*** Selected text ***
Subject-specific estimation of aortic blood pressure via system identification: Preliminary in-human experimental study

This paper demonstrates in-human validity of a novel subject-specific approach to estimation of central aortic blood pressure from peripheral circulatory signals. In this “Individualized Transfer Function” (ITF) approach, the unknown circulatory dynamics of cardiovascular system are determined via system identification by characterizing its parallel tube-load model representation based on circulatory signals measured at upper and lower extremity locations. Then a stable input de-convolution algorithm is used to estimate central aortic blood pressure as unknown common input signal to the parallel tube-load model of cardiovascular system. Using experimental data collected from five patients undergoing cardiac surgery with cardiopulmonary bypass, the validity of the ITF approach was established by demonstrating that 1) the tube-load model can reproduce cardiovascular hemodynamics with fidelity, and 2) the ITF approach can estimate aortic blood pressure very accurately. In comparison with direct radial and femoral BP measurements, the ITF approach resulted in significant reductions in errors associated with estimation of central aortic blood pressure, including 27-42% reduction in root-mean-squared blood pressure waveform errors as well as 64-70% and 75-81% reductions in systolic and pulse blood pressure errors.
*** Available data ***
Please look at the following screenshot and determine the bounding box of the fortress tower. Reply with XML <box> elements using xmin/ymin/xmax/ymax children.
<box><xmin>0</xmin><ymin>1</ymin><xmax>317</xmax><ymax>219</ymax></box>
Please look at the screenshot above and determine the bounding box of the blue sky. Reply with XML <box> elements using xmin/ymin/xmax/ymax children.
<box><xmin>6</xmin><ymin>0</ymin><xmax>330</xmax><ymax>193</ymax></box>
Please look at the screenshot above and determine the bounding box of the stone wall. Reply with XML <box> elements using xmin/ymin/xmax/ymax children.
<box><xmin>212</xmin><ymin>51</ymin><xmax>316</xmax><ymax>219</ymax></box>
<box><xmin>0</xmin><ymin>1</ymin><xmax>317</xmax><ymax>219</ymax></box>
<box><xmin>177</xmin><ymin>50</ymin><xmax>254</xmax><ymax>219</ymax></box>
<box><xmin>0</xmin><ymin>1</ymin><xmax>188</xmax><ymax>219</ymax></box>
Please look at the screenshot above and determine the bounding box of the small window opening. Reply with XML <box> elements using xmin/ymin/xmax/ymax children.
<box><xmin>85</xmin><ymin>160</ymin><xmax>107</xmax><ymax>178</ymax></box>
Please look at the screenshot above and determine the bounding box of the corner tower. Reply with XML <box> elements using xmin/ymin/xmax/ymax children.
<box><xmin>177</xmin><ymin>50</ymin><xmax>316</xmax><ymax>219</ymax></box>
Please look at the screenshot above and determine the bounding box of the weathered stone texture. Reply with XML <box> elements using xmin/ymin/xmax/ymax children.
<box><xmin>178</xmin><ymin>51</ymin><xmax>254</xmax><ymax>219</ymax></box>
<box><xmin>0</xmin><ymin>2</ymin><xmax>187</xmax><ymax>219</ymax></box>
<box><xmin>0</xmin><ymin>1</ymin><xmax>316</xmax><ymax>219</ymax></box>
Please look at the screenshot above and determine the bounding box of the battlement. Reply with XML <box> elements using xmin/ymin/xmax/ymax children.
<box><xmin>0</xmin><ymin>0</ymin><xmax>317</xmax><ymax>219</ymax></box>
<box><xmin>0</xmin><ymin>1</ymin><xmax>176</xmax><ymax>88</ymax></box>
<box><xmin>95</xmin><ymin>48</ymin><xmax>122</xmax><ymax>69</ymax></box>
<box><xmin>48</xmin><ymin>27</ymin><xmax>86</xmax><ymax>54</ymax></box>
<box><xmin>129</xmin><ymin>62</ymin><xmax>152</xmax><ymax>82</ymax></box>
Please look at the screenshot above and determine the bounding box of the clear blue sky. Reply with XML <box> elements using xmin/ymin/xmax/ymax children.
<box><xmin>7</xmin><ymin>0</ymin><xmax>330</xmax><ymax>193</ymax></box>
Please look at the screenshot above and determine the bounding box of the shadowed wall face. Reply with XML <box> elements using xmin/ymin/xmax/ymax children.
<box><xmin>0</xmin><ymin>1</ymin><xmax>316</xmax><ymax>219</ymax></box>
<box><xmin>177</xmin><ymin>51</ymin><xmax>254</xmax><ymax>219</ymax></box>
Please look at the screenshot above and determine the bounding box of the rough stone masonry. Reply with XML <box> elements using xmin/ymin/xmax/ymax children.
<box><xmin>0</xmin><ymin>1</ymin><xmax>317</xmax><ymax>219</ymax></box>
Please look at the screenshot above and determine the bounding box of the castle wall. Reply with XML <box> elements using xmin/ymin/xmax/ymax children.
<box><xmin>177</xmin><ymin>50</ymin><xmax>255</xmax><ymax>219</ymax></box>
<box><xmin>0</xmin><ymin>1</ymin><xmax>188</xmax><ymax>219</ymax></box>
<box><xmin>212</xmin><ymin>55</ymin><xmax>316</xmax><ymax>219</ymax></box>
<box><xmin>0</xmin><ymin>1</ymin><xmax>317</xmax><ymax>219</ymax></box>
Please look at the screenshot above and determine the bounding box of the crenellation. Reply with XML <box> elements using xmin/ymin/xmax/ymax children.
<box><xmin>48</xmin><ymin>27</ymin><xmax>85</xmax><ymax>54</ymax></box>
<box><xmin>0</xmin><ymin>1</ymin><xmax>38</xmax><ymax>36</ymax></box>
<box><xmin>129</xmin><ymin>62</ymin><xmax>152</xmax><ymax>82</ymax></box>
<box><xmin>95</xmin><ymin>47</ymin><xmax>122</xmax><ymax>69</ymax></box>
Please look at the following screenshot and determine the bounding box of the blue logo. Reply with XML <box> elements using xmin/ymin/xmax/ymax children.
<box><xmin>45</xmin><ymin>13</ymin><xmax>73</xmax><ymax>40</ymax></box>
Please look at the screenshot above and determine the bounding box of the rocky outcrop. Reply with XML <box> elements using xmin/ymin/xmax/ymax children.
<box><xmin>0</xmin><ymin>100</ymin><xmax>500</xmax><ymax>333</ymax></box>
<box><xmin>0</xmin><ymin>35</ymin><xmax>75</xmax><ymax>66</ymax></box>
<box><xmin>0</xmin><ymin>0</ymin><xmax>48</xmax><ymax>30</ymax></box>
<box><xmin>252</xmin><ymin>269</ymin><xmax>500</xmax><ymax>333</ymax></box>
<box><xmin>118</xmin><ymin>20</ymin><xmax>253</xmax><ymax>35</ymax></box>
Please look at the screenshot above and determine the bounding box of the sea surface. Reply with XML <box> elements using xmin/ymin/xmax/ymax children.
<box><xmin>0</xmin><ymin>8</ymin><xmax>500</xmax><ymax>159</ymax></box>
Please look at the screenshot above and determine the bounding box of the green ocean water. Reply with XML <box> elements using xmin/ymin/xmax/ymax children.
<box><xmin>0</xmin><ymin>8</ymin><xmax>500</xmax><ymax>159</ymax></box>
***
To do:
[A] Decide whether each statement below agrees with the abstract on aortic blood pressure estimation: (i) the experimental data came from five patients undergoing cardiac surgery with cardiopulmonary bypass; (ii) circulatory signals were measured only at upper extremity locations; (iii) root-mean-squared blood pressure waveform errors fell by 64-70%. Answer yes or no for each, and quote the deciding words of the abstract.
[B] According to the abstract on aortic blood pressure estimation, what kind of algorithm estimates central aortic blood pressure as the unknown common input signal?

Expected responses:
[A]
(i) Yes: "Using experimental data collected from five patients undergoing cardiac surgery with cardiopulmonary bypass"
(ii) No: "based on circulatory signals measured at upper and lower extremity locations"
(iii) No: "27-42% reduction in root-mean-squared blood pressure waveform errors"

[B] A stable input de-convolution algorithm.